Task set —
1. According to the passage on Walden, what was the village's population at the 2020 census?
2. Reproduce, from the passage on Walden, everything from "The precursor to" down to "closed in 2013.".

:: Passage provided

Walden is the largest of three villages of the town of Montgomery in Orange County, New York, United States. The population was 6,818 at the 2020 census. It has the ZIP Code 12586 and the 778 telephone exchange within the 845 area code. Walden is part of the Poughkeepsie−Newburgh−Middletown, NY Metropolitan Statistical Area as well as the larger New York−Newark−Bridgeport, NY-NJ-CT-PA Combined Statistical Area.

The precursor to the village began in the early 18th century as a mill town along the Wallkill River. One miller, Jacob Walden, was so successful the village that incorporated in the mid-19th century took its name from him. Later, it would be the village's three knife manufacturers that brought it growth and prosperity. They are gone today, but other industrial concerns remain. Walden is the home of Spence Engineering, a steam regulator manufacturer founded by Paulson Spence in 1926. He located his manufacturing facilities in Walden to serve the district steam heating loops in the northeast, especially ConEd in New York City. In 2019, Emerson Electric purchased Spence Engineering, ultimately moving it to Mexico in 2021 to improve their profitability. Walden was the home of the Thruway Markets hypermarket complex, which closed in 2013.

::::
:: Collected material

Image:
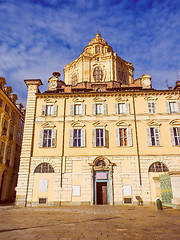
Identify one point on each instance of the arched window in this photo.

::::

Results in order —
1. 6,818

2.
The precursor to the village began in the early 18th century as a mill town along the Wallkill River. One miller, Jacob Walden, was so successful the village that incorporated in the mid-19th century took its name from him. Later, it would be the village's three knife manufacturers that brought it growth and prosperity. They are gone today, but other industrial concerns remain. Walden is the home of Spence Engineering, a steam regulator manufacturer founded by Paulson Spence in 1926. He located his manufacturing facilities in Walden to serve the district steam heating loops in the northeast, especially ConEd in New York City. In 2019, Emerson Electric purchased Spence Engineering, ultimately moving it to Mexico in 2021 to improve their profitability. Walden was the home of the Thruway Markets hypermarket complex, which closed in 2013.